Beginning with the line where "flap in the picture above?" occurs, transcribe every line exactly through the last line of the listing below, and no others.

**The records**
○ ○ ○
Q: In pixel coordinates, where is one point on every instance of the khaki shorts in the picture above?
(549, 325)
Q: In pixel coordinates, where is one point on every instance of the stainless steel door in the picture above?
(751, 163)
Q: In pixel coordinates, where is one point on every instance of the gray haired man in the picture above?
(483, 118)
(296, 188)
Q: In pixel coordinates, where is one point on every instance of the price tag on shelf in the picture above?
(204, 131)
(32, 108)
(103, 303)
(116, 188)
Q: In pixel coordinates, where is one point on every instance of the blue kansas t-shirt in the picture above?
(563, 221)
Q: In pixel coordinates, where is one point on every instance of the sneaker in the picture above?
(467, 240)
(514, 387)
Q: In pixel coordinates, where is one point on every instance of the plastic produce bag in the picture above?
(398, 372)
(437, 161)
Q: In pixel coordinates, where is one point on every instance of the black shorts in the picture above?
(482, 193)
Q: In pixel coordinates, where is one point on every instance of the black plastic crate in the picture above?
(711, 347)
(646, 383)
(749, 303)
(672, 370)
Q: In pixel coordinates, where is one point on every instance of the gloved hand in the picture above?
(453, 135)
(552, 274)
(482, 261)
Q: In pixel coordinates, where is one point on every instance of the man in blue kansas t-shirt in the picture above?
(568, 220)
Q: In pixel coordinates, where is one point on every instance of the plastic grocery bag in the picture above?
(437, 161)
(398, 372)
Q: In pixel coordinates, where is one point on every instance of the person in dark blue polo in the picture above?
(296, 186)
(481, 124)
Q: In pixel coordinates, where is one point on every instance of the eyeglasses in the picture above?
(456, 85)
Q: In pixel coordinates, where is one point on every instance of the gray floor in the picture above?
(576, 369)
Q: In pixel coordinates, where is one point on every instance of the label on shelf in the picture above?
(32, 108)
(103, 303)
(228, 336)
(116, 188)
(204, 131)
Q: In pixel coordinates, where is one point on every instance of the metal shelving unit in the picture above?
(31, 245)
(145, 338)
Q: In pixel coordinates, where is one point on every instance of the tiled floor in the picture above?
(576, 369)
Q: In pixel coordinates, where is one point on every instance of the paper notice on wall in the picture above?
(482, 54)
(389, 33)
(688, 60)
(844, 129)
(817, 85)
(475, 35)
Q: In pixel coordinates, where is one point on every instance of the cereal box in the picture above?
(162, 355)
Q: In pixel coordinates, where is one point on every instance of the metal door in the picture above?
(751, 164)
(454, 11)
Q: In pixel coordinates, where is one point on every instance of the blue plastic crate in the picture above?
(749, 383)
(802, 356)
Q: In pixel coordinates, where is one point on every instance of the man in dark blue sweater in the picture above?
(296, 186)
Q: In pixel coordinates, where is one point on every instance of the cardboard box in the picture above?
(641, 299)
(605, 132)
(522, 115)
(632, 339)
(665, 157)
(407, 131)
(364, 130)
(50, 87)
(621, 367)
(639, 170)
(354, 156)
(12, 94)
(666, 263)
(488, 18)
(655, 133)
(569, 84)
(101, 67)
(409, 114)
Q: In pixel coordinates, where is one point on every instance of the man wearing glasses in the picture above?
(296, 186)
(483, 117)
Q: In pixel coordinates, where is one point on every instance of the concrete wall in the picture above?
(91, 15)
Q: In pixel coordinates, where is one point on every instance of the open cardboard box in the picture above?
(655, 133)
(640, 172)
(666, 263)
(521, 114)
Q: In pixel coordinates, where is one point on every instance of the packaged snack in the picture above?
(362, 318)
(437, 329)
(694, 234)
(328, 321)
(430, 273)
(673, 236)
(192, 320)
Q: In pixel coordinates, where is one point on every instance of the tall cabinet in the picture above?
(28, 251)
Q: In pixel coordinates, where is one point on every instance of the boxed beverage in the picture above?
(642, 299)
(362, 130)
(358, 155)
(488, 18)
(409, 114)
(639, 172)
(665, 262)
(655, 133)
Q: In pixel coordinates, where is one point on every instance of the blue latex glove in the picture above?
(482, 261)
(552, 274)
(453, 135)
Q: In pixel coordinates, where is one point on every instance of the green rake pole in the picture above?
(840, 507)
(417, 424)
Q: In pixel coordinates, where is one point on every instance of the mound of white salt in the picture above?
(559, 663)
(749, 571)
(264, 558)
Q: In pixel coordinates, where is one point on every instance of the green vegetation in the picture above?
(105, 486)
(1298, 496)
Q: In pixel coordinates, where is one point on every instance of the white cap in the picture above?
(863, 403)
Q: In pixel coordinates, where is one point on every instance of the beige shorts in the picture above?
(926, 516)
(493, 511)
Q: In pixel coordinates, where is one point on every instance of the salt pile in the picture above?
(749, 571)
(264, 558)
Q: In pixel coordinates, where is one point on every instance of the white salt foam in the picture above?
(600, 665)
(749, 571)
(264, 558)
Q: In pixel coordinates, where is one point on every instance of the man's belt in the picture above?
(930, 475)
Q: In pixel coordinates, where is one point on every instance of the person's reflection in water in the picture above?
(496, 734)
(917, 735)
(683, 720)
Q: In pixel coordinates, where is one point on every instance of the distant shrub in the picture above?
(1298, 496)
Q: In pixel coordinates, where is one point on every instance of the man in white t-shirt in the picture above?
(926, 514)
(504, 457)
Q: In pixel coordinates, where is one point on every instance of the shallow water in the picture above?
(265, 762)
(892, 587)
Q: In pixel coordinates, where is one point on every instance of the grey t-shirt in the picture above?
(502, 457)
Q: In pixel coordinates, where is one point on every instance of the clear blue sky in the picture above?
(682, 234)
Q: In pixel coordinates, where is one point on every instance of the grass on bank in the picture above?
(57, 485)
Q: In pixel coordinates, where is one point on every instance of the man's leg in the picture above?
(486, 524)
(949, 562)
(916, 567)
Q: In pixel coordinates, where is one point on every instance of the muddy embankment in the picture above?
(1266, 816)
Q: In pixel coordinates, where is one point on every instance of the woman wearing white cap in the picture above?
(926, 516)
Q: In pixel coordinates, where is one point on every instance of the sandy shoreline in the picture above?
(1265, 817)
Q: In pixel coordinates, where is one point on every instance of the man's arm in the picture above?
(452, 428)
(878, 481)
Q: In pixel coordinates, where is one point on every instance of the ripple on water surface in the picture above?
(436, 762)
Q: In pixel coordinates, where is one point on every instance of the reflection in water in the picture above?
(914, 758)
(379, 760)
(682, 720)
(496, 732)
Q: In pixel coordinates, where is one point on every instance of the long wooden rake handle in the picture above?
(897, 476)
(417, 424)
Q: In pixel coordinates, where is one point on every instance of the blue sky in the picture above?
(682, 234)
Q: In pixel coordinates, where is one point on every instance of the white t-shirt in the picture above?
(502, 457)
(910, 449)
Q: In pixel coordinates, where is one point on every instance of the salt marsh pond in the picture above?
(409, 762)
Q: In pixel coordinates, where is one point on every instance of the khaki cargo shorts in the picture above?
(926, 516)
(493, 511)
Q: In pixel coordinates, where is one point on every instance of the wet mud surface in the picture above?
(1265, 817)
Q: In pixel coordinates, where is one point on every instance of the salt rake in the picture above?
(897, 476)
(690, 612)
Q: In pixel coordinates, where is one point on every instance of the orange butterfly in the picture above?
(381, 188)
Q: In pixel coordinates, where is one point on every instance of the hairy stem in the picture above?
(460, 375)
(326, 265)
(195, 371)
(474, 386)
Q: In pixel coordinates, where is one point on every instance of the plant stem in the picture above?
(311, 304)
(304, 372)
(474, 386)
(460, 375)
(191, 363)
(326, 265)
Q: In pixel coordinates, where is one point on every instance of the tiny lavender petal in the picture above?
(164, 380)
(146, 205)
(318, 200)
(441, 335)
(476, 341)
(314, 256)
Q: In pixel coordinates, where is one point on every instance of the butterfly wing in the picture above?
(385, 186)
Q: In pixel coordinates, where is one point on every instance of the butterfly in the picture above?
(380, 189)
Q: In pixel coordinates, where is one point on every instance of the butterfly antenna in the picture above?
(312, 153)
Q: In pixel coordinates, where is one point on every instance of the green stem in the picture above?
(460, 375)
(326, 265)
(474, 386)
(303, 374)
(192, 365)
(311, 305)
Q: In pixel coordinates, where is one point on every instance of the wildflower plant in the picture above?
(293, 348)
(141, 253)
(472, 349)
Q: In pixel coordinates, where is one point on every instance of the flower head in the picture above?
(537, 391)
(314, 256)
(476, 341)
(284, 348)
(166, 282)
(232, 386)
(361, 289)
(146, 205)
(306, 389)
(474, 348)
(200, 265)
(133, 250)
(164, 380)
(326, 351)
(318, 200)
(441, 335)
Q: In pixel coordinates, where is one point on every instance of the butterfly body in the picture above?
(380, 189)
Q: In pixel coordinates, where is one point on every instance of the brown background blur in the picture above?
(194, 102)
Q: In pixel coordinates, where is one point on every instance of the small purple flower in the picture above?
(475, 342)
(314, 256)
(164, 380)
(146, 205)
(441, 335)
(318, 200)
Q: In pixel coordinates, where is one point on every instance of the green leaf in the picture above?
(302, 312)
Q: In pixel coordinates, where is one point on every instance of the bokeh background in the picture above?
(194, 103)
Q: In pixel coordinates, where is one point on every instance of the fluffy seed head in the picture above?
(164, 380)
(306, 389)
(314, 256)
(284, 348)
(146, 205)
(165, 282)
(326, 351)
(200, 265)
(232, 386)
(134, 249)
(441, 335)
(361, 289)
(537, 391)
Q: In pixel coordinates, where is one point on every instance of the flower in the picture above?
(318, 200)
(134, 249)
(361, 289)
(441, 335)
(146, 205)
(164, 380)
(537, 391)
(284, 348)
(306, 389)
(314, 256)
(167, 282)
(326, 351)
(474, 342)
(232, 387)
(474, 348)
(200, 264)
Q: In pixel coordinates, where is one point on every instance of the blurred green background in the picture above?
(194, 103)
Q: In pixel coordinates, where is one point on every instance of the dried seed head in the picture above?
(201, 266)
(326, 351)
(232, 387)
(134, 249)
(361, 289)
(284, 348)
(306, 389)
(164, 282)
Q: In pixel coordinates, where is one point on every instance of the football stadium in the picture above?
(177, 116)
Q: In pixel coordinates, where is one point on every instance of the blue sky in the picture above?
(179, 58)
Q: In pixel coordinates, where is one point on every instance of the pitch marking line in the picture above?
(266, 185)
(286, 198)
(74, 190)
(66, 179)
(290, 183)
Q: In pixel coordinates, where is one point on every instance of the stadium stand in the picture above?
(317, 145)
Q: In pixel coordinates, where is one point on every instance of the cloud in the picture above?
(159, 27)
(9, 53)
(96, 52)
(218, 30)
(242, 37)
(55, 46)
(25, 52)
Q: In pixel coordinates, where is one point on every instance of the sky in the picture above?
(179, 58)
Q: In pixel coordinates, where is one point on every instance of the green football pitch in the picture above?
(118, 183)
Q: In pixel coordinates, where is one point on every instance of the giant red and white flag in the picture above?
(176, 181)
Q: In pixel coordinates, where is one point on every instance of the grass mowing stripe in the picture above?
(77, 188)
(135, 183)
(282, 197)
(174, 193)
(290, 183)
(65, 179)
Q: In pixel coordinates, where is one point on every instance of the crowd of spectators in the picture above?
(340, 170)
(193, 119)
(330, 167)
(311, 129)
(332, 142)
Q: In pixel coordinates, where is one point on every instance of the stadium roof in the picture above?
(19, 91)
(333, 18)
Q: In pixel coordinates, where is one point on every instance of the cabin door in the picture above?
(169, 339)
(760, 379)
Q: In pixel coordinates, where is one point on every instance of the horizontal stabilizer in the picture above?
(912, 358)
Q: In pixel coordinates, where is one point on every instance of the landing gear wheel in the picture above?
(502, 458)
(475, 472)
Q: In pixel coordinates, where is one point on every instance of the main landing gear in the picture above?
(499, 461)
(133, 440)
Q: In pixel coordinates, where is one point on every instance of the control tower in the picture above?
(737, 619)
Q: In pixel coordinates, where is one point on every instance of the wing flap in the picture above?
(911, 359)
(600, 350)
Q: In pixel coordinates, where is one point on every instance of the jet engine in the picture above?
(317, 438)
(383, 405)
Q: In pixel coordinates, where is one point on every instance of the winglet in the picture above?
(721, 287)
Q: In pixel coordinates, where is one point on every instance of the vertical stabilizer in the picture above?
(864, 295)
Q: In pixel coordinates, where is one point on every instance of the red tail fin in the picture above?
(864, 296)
○ ○ ○
**Finished task**
Q: In pixel coordinates, where is one point on every instance of the wing flap in the picture above?
(911, 359)
(600, 350)
Q: In pixel coordinates, where is one point on every instance of the jet engine in the picture above?
(317, 438)
(383, 405)
Q: In pixel coordinates, where is one point on every instance of the winglet in the picture above?
(721, 287)
Q: In pixel coordinates, where is one point on every instance of the vertical stabilizer in the picture above?
(864, 295)
Q: In pixel coordinates, where is one point on every instance of the red tail fin in the picture above?
(864, 296)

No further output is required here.